* RECORD SET *
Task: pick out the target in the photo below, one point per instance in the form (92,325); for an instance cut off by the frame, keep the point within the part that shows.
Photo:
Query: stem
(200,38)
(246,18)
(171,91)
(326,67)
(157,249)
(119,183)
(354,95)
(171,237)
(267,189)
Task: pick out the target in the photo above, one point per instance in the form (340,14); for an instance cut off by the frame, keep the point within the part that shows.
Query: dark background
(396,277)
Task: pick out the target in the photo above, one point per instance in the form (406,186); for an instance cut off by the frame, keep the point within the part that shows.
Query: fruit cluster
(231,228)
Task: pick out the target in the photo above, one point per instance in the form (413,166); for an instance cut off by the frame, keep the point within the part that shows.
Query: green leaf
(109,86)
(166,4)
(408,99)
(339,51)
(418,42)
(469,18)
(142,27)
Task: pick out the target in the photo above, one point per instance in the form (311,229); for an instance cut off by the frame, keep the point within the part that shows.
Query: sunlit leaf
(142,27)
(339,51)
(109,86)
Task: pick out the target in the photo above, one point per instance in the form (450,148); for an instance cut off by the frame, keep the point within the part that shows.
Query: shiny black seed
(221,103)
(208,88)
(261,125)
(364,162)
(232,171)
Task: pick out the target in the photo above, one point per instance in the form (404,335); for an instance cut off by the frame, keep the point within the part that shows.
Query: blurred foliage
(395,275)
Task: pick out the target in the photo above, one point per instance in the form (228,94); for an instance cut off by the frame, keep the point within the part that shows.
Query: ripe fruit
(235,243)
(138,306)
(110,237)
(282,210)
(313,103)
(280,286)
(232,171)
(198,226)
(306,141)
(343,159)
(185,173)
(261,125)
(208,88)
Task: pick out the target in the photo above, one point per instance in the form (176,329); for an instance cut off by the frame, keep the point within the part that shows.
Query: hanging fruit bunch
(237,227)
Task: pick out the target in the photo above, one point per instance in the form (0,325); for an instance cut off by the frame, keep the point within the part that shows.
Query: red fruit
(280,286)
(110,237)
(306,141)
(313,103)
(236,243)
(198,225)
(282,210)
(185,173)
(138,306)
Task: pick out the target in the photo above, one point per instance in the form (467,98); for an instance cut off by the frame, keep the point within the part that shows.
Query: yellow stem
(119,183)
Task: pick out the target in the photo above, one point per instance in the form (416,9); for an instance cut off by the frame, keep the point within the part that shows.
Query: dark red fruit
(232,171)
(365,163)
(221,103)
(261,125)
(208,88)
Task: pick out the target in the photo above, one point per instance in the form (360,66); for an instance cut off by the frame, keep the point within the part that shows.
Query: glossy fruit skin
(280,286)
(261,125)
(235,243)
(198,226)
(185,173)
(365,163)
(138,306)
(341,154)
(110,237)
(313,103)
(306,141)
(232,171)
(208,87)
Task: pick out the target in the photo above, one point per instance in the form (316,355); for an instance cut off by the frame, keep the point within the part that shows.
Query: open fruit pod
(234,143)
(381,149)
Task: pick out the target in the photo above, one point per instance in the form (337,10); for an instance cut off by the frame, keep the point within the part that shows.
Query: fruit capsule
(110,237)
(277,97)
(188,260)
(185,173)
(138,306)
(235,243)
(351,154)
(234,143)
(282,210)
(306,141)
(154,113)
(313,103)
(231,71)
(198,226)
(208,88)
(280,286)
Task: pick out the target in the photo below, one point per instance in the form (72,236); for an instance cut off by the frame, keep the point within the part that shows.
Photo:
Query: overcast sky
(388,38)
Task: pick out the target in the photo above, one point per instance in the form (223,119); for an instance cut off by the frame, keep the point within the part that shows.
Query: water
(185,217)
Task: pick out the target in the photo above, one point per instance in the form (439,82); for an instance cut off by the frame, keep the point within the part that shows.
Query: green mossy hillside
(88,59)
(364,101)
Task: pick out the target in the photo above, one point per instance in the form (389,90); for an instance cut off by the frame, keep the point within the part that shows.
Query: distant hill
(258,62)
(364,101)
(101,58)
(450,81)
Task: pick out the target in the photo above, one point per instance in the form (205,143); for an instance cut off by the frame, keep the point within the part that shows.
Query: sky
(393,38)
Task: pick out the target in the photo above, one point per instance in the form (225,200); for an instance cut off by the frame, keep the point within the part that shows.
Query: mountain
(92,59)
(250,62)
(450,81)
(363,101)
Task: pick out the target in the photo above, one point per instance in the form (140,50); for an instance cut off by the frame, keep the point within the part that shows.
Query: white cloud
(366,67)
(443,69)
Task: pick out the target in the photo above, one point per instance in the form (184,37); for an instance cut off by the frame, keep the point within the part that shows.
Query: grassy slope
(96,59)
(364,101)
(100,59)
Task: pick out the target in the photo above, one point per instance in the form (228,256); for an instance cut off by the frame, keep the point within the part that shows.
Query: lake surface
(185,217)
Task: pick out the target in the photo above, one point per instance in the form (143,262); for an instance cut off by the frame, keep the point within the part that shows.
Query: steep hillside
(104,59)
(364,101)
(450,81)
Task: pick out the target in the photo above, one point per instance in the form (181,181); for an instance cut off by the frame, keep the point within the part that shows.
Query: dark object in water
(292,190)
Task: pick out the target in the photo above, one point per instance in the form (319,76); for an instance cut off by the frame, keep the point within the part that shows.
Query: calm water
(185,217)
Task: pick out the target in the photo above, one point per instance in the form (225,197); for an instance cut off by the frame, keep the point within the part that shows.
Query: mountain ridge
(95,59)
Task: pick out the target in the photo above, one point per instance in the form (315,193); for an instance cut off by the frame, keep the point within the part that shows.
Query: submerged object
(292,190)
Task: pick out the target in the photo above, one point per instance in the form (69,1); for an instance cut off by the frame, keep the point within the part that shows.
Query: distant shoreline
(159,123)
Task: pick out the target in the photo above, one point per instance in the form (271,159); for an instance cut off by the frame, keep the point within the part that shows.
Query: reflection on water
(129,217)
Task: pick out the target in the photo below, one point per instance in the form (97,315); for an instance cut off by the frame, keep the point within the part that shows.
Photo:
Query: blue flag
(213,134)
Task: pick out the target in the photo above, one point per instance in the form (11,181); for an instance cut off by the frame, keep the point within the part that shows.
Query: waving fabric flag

* JOB *
Convert every line of the listing above into a JSON list of strings, one string per line, leaving out blank lines.

* OUTPUT *
[
  "Task: pick out the target in the photo below, one point per instance in the form (92,325); for an instance cut off by the frame, keep the point within the part that shows.",
  "Photo:",
  "Query: stem",
  "(200,38)",
  "(246,18)",
  "(171,91)",
  "(326,67)",
  "(157,249)",
  "(119,183)",
  "(354,95)",
  "(171,237)",
  "(267,189)",
  "Task: pick out the target in the photo above, one point per instance in the form (340,14); for an instance cut off by the frame, keep the point within the part that shows.",
  "Query: dark background",
  "(396,277)",
  "Task: pick out the target in the photo above, one point per instance in the form (406,186); for an instance cut off by the frame, keep the point within the part that shows.",
  "Query: fruit cluster",
  "(231,228)",
  "Task: pick out the target in the photo above, one point per instance in the form (413,166); for an instance cut off by the frame, keep the point within the part that shows.",
  "Query: green leaf",
  "(109,86)",
  "(166,4)",
  "(408,99)",
  "(339,51)",
  "(418,42)",
  "(469,18)",
  "(142,27)",
  "Task: pick out the target in the photo above, one point per instance in the form (311,229); for an instance cut off by the frame, keep the point within the part that shows.",
  "Query: sunlit leaf",
  "(142,27)",
  "(339,51)",
  "(109,86)",
  "Task: pick out the target in the photo above, one point per instance in the form (450,148); for an instance cut off by the frame, keep the point within the part that shows.",
  "Query: shiny black seed",
  "(221,103)",
  "(208,88)",
  "(261,125)",
  "(364,162)",
  "(232,171)",
  "Task: pick out the target in the photo above, one point per instance in the form (404,335); for an instance cut off by the frame, keep the point within the part that shows.",
  "Query: blurred foliage",
  "(395,275)",
  "Task: pick out the target in the photo above, one point per instance in the form (228,94); for an instance cut off by the frame, keep the point within the part that shows.",
  "Query: ripe fruit",
  "(235,243)",
  "(138,306)",
  "(110,237)",
  "(282,210)",
  "(313,103)",
  "(280,286)",
  "(232,171)",
  "(198,226)",
  "(306,141)",
  "(343,159)",
  "(185,173)",
  "(261,125)",
  "(208,88)",
  "Task: pick out the target in the photo above, one point per instance in the form (176,329); for an instance cut off by the frame, keep the point within the part that shows.",
  "Query: hanging fruit bunch",
  "(237,227)",
  "Task: pick out the target in the photo above, one point per instance in the form (0,325); for an instance cut off by the frame, keep the point within the part that shows.",
  "Query: red fruit",
  "(280,286)",
  "(110,237)",
  "(306,141)",
  "(313,103)",
  "(236,243)",
  "(198,225)",
  "(282,210)",
  "(185,173)",
  "(138,306)",
  "Task: pick out the target in the photo above, one point per instance in the form (467,98); for an instance cut off by the frame, keep the point within the part that shows.",
  "Query: yellow stem",
  "(119,183)",
  "Task: pick out the target in the photo above, one point per instance in the form (416,9); for an instance cut off by the frame, keep the point within the part that shows.",
  "Query: dark red fruit",
  "(232,171)",
  "(365,163)",
  "(221,103)",
  "(261,125)",
  "(208,88)",
  "Task: pick out the target in the photo above, one point per instance in the form (360,66); for an instance cut off by the frame, keep the point within the part that shows.",
  "Query: glossy fruit skin",
  "(280,286)",
  "(261,125)",
  "(235,243)",
  "(198,226)",
  "(185,173)",
  "(365,163)",
  "(138,306)",
  "(341,154)",
  "(110,237)",
  "(313,103)",
  "(306,141)",
  "(232,171)",
  "(208,87)",
  "Task: pick out the target in the photo above, one point per instance in the form (316,355); for an instance cut off by the frame, keep the point within the part that shows.",
  "Query: open fruit pod",
  "(234,143)",
  "(381,149)",
  "Task: pick out the target in the photo above, one point per instance in the form (337,10); for an instance cut off by the frame, keep the point within the part that shows.",
  "Query: fruit capsule",
  "(110,237)",
  "(277,97)",
  "(188,260)",
  "(185,173)",
  "(138,306)",
  "(235,243)",
  "(351,154)",
  "(234,143)",
  "(282,210)",
  "(306,141)",
  "(154,113)",
  "(313,103)",
  "(231,71)",
  "(198,226)",
  "(208,88)",
  "(280,286)",
  "Task: pick out the target in the photo below, one point per instance in the form (72,236); for an instance cut off by the frame, keep the point within the part that shows.",
  "Photo:",
  "Query: overcast sky",
  "(388,38)",
  "Task: pick out the target in the photo above, one point per instance in the form (223,119); for an instance cut off by the frame, keep the point within the part that shows.",
  "Query: water",
  "(185,217)",
  "Task: pick out the target in the photo above, one point per instance in the form (439,82); for an instance cut off by the frame, keep the point within the part that shows.",
  "Query: green mossy hillside",
  "(88,59)",
  "(364,101)",
  "Task: pick out the target in the photo above, one point per instance in the form (389,90); for an instance cut off by the frame, keep the point within the part that shows.",
  "Query: distant hill",
  "(258,62)",
  "(364,101)",
  "(101,58)",
  "(450,81)",
  "Task: pick out the target in the photo above, one point per instance in the form (205,143); for an instance cut off by the frame, keep the point within the part that shows.",
  "Query: sky",
  "(393,38)",
  "Task: pick out the target in the photo above, one point per instance in the form (225,200); for an instance cut off by the frame, keep the point within the part that shows.",
  "Query: mountain",
  "(92,59)",
  "(250,62)",
  "(450,81)",
  "(363,101)",
  "Task: pick out the target in the photo above, one point per instance in the form (140,50); for an instance cut off by the frame, keep the point within the part that shows.",
  "Query: white cloud",
  "(366,67)",
  "(443,69)",
  "Task: pick out the target in the photo above, one point per instance in the form (184,37); for an instance cut off by the frame, keep the point within the part that shows.",
  "Query: grassy slope",
  "(96,59)",
  "(364,101)",
  "(100,59)",
  "Task: pick out the target in the photo above, one point per instance in the form (228,256); for an instance cut off by the frame, keep the point within the part that shows.",
  "Query: lake surface",
  "(185,217)",
  "Task: pick out the target in the photo above, one point per instance in the form (143,262); for an instance cut off by the frame, keep the point within the part that shows.",
  "Query: steep hillside",
  "(104,59)",
  "(364,101)",
  "(450,81)",
  "Task: pick out the target in the photo above, one point per instance in the form (181,181); for an instance cut off by the frame, keep the point within the part that shows.",
  "Query: dark object in water",
  "(292,190)",
  "Task: pick out the target in the photo above, one point per instance in the form (319,76); for an instance cut off by the frame, keep the point within the part that shows.",
  "Query: calm water",
  "(185,217)",
  "Task: pick out the target in the photo above, one point per instance in the form (225,197); for an instance cut off by the frame, keep the point within the part that shows.",
  "Query: mountain ridge",
  "(95,59)",
  "Task: pick out the target in the photo above, one point per instance in the form (315,193); for an instance cut off by the frame, keep the point within the part that shows.",
  "Query: submerged object",
  "(292,190)",
  "Task: pick out the target in the photo above, one point per instance in the form (69,1); for an instance cut off by the frame, keep the point within the part that shows.",
  "Query: distant shoreline",
  "(159,123)",
  "Task: pick out the target in the photo above, one point per instance in the form (271,159); for an instance cut off by the frame, keep the point within the part that shows.",
  "Query: reflection on water",
  "(129,217)",
  "Task: pick out the target in the photo below, one point per instance in the form (97,315); for an instance cut off by the frame, keep the point within the part that shows.",
  "Photo:",
  "Query: blue flag",
  "(213,134)",
  "Task: pick out the target in the photo above, one point per instance in the form (11,181); for an instance cut off by the frame, keep the point within the part that shows.",
  "Query: waving fabric flag"
]